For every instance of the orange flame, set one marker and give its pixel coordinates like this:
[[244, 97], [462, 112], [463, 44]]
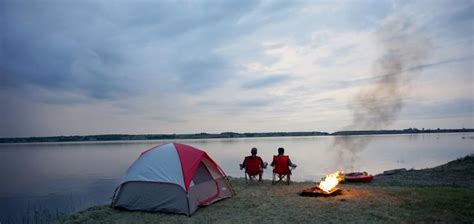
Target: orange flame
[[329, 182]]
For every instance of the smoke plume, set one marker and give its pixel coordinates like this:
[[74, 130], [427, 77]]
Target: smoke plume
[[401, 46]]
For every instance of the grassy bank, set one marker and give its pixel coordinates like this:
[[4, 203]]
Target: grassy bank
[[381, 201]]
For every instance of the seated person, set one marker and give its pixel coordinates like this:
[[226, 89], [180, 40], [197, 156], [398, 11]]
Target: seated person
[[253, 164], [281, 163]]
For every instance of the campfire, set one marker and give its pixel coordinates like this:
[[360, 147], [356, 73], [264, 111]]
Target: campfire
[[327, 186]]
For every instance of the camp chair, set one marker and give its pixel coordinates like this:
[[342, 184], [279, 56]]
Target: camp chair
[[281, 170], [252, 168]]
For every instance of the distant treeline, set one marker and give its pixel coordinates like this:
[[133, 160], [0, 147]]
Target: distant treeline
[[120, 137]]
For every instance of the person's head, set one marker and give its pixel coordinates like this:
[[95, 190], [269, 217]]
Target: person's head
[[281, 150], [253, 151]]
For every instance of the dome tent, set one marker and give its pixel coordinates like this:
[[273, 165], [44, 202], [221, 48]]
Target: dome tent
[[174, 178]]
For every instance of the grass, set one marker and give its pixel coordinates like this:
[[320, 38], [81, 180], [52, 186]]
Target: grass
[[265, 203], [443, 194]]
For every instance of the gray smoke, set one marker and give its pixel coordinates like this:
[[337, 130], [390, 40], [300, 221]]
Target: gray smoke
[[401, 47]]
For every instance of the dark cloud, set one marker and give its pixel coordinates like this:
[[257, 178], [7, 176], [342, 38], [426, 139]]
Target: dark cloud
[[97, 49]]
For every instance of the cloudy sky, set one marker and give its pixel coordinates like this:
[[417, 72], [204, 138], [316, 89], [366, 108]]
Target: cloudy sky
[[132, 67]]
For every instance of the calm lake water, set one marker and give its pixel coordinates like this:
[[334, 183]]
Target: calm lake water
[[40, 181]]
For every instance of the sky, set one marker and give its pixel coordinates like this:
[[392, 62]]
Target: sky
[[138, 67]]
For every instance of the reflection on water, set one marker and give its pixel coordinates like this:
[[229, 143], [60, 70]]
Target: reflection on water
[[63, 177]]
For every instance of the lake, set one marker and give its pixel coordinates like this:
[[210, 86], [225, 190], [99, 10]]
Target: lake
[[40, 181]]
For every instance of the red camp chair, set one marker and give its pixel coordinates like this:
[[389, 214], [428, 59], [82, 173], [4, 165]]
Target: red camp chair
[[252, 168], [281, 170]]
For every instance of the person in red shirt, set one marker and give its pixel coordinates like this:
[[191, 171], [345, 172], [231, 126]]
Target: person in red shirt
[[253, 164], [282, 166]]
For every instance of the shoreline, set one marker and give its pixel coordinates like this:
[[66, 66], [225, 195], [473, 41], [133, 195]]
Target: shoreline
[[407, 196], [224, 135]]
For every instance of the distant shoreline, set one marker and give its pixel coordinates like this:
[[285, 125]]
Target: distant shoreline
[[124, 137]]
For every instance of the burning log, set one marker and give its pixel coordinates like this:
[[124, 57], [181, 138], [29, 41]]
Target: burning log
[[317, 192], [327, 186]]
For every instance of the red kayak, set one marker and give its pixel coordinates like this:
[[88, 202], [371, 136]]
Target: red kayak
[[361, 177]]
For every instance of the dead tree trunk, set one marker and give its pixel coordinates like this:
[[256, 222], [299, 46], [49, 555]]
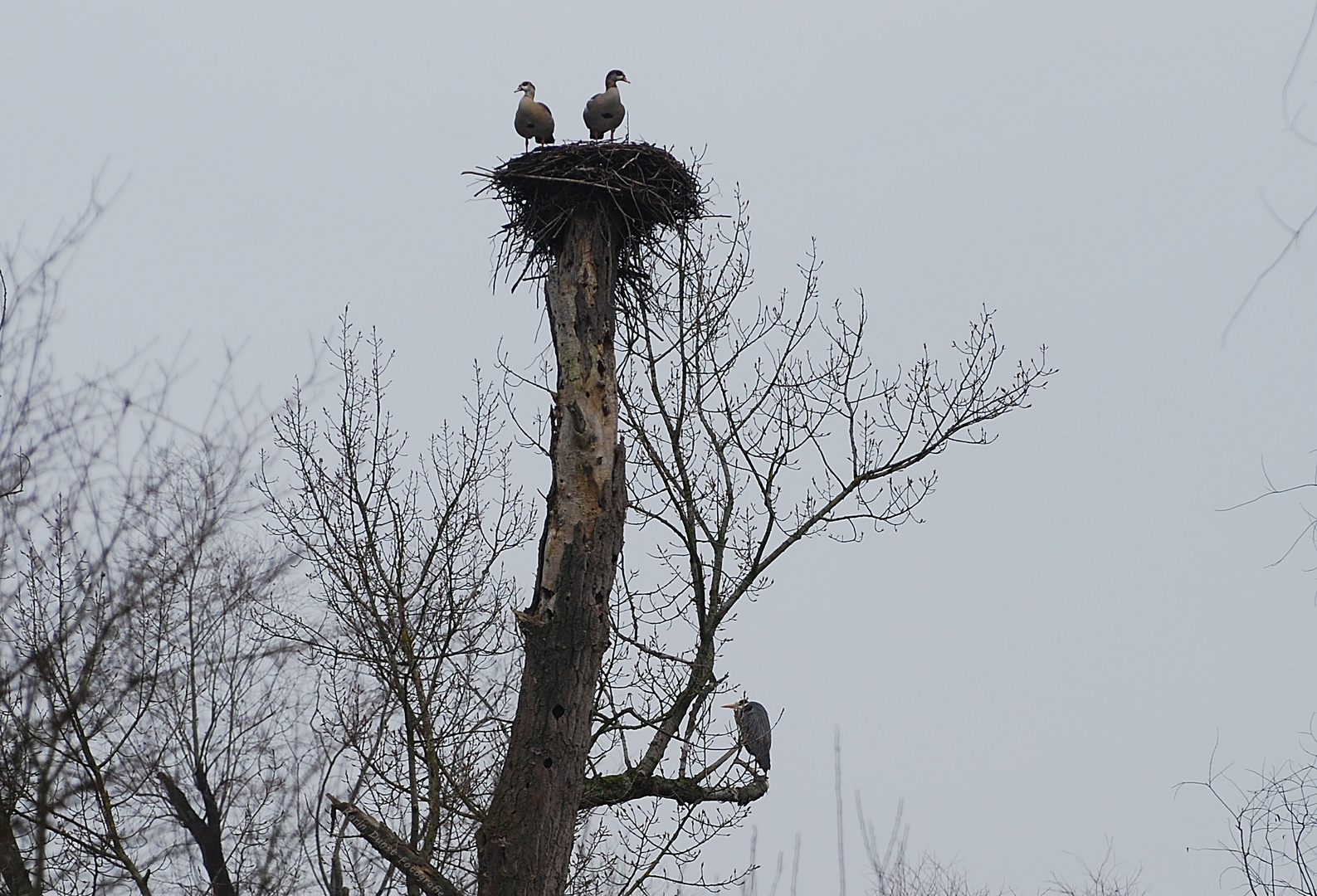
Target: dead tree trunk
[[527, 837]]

Exercise objective:
Put every line of the entries above into a Markdown table with the columns Row and Line, numbering the rows and skipping blank lines. Leave the pictures out of the table.

Exercise solution:
| Row | Line |
|---|---|
| 1 | For every instance of the orange flame, set one marker and give its pixel coordinates like this: |
| 2 | [[244, 97], [462, 112], [463, 44]] |
| 3 | Target: orange flame |
| 4 | [[329, 182]] |
| 5 | For every instance of the smoke plume, set one marker and give its pixel coordinates like this: |
| 6 | [[74, 130], [427, 77]] |
| 7 | Target: smoke plume |
| 8 | [[401, 46]] |
| 9 | For every instance of the grassy bank, set one marker and give its pixel coordinates like this: |
| 10 | [[4, 203]] |
| 11 | Target: grassy bank |
| 12 | [[381, 201]] |
| 13 | For every instance of the seated person, set one marker and give its pixel coordinates like this: |
| 14 | [[226, 89], [180, 40], [197, 156], [398, 11]] |
| 15 | Target: seated person |
| 16 | [[253, 164], [281, 163]] |
| 17 | For every instance of the campfire, set one marker and give its pixel coordinates like this: |
| 18 | [[360, 147], [356, 73], [264, 111]] |
| 19 | Target: campfire |
| 20 | [[327, 186]] |
| 21 | For every instance of the camp chair, set one marker and give its pixel coordinates like this: |
| 22 | [[342, 184], [279, 56]] |
| 23 | Target: camp chair |
| 24 | [[281, 170], [252, 168]] |
| 25 | For every instance of the distant treeline, set one marker and give its pixel coordinates like this: |
| 26 | [[133, 160], [0, 147]] |
| 27 | Target: distant treeline |
| 28 | [[120, 137]] |
| 29 | For every instance of the person's head, set one marker and give its pixel coordinates like this: |
| 30 | [[95, 190], [269, 217]] |
| 31 | Target: person's head |
| 32 | [[281, 150], [253, 151]] |
| 33 | For every instance of the dome tent, set one marker and give its pixel coordinates like this: |
| 34 | [[273, 165], [44, 202], [221, 48]] |
| 35 | Target: dome tent |
| 36 | [[174, 178]] |
| 37 | For every instance of the grass, set one marker and give its pixel coordinates like this: |
| 38 | [[320, 38], [81, 180], [52, 186]] |
| 39 | Target: grass |
| 40 | [[265, 203], [443, 194]] |
| 41 | For every instance of the gray smoke, set one marker and give its pixel coordinates like this: |
| 42 | [[337, 130], [390, 40], [300, 221]] |
| 43 | Target: gray smoke |
| 44 | [[401, 47]] |
| 45 | For every instance of the dark cloud, set one marker and give its pixel coordinates like this: |
| 46 | [[257, 178], [7, 176], [342, 38], [426, 139]] |
| 47 | Target: dark cloud |
| 48 | [[97, 49]] |
| 49 | For every instance of the cloudy sky, set one marker and give its pixel coordinates like this: |
| 50 | [[417, 72], [204, 138], [316, 89], [366, 108]] |
| 51 | Target: cloudy sky |
| 52 | [[132, 67]] |
| 53 | For every instance of the calm lake water, set one marker and give its pixel coordinates like this: |
| 54 | [[334, 183]] |
| 55 | Target: calm lake water |
| 56 | [[40, 181]] |
| 57 | For every instance of the sky, set one marker and give its pixel coordinates like this: |
| 58 | [[392, 62]] |
| 59 | Target: sky |
| 60 | [[138, 67]] |
| 61 | For every instance of the reflection on water, set one marker and give its pixel coordinates like this: |
| 62 | [[229, 143], [60, 70]] |
| 63 | Target: reflection on water |
| 64 | [[63, 177]] |
| 65 | For every instance of the lake, set one marker and give its pixel coordinates like this: |
| 66 | [[210, 86], [225, 190], [99, 10]] |
| 67 | Target: lake |
| 68 | [[40, 181]] |
| 69 | For every instance of the red camp chair, set one marker and give its pixel coordinates like this: |
| 70 | [[389, 214], [428, 59], [82, 173], [4, 165]] |
| 71 | Target: red camp chair |
| 72 | [[252, 168], [281, 170]] |
| 73 | For every instance of the person in red shirt, set one marker and give its pixel coordinates like this: |
| 74 | [[191, 171], [345, 172], [231, 126]] |
| 75 | Target: person in red shirt |
| 76 | [[253, 164], [282, 166]] |
| 77 | For every instance of the shoreline, set one marker and give its pixel coordinates like this: |
| 78 | [[66, 66], [225, 195], [473, 41], [133, 195]] |
| 79 | Target: shoreline |
| 80 | [[407, 196], [224, 135]] |
| 81 | For every instance of the distant shoreline, set one marker and give its pixel coordinates like this: |
| 82 | [[285, 125]] |
| 83 | Target: distant shoreline |
| 84 | [[124, 137]] |
| 85 | For every instance of the burning log, set one marker and give its pixel coordinates like this: |
| 86 | [[124, 57], [181, 138], [29, 41]] |
| 87 | Target: burning log |
| 88 | [[317, 192], [327, 186]] |
| 89 | For every instance of the red kayak, set one marker and give its pixel coordinates like this: |
| 90 | [[88, 202], [371, 136]] |
| 91 | Target: red kayak |
| 92 | [[361, 177]] |
| 93 | For every instance of the dead tree trunk, set one marker and give its pixel coordinates like this: |
| 94 | [[256, 222], [299, 46], [49, 555]] |
| 95 | Target: dead tree trunk |
| 96 | [[527, 837]] |